Testo dell'esercizio -
Alcune sere fa durante un incontro pubblico a Catania hai parlato della visione insita nella missione della Sumud Flotilla; in cosa consiste secondo te?
«Questo tempo ci chiama a testimoniare ed agire. Io ho partecipato a diverse missioni a bordo di barche solidali. Sono stata su imbarcazioni che sono riuscite ad arrivare a Gaza e su altre che sono state attaccate e fermate mentre tentavano di farlo. Il potere e l’unità di questa missione, come anche di Handala e della Madleen, e la capacità che hanno avuto di catturare l’immaginazione popolare è senza precedenti. Ma nessuna di esse avrebbero potuto esistere senza i tantissimi e meravigliosi compagni che hanno lavorato dietro le quinte. Mai come ora la terra e il mare devono essere una cosa sola. Non possiamo persistere nello stato di completa assenza di azione politica a cui assistiamo a livello globale. L’unica arma che ci rimane è cercare di fermare insieme la macchina della morte».

Dati da esaminare -
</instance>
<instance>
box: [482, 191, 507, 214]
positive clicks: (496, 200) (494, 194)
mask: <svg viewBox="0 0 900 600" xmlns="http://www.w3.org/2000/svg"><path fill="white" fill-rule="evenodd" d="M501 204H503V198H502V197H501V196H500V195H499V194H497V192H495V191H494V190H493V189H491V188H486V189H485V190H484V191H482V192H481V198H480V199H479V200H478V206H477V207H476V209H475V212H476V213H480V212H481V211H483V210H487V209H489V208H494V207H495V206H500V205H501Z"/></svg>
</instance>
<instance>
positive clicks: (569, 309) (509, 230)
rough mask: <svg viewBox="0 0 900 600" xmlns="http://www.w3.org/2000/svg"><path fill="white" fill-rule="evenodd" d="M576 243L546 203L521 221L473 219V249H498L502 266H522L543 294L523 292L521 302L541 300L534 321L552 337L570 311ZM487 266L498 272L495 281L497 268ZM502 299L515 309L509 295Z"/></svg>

Attività da svolgere -
1) Riproduci senza modifiche il passo dell'intervista sulla Sumud Flotilla che comincia con le parole "Alcune sere fa" e si chiude dopo le parole "consiste secondo te?".
2) Riprendi l'intervista sulla Sumud Flotilla dall'ultima frase riportata e prosegui il discorso.
Le righe provengono da una fonte diversa da quella del testo.

Output attesi -
1)
Alcune sere fa durante un incontro pubblico a Catania hai parlato della visione insita nella missione della Sumud Flotilla; in cosa consiste secondo te?

2)
Caoimhe Butterly, nel suo ispiratore intervento durante l’incontro tenutosi a Catania, aveva anche detto: «Dopo 2 anni di cieco genocidio in streaming è il tempo per l’amore radicale e per un’azione radicale. E in questo radicalismo le manifestazioni, i boicottaggi sono tasselli di un tutto che concorre verso lo stesso obiettivo. Tutto è importante e dobbiamo fare ancora di più, per esempio mettendo in atto lo sciopero generale. Il modo in cui la popolazione palestinese affronta la diaspora ci dà la forza per andare avanti con gioia e coraggio. Quest’onda di solidarietà ci rappresenta tutti. Il mare che ci circonda è vibrante e forte. Siamo in un’epoca di grande dolore, di tempeste, ingiustizia, di violenza. Ma in tutto questo Gaza e la Palestina sono un faro di umanità che ci sta chiamando, chiedendoci di essere coraggiosi. Penso a tutte queste piccole barche, ognuna portando la sua piccola luce che punta su Gaza. Teniamo gli occhi su quei fari, trovando il nostro faro dentro di noi, e continuiamo a organizzarci».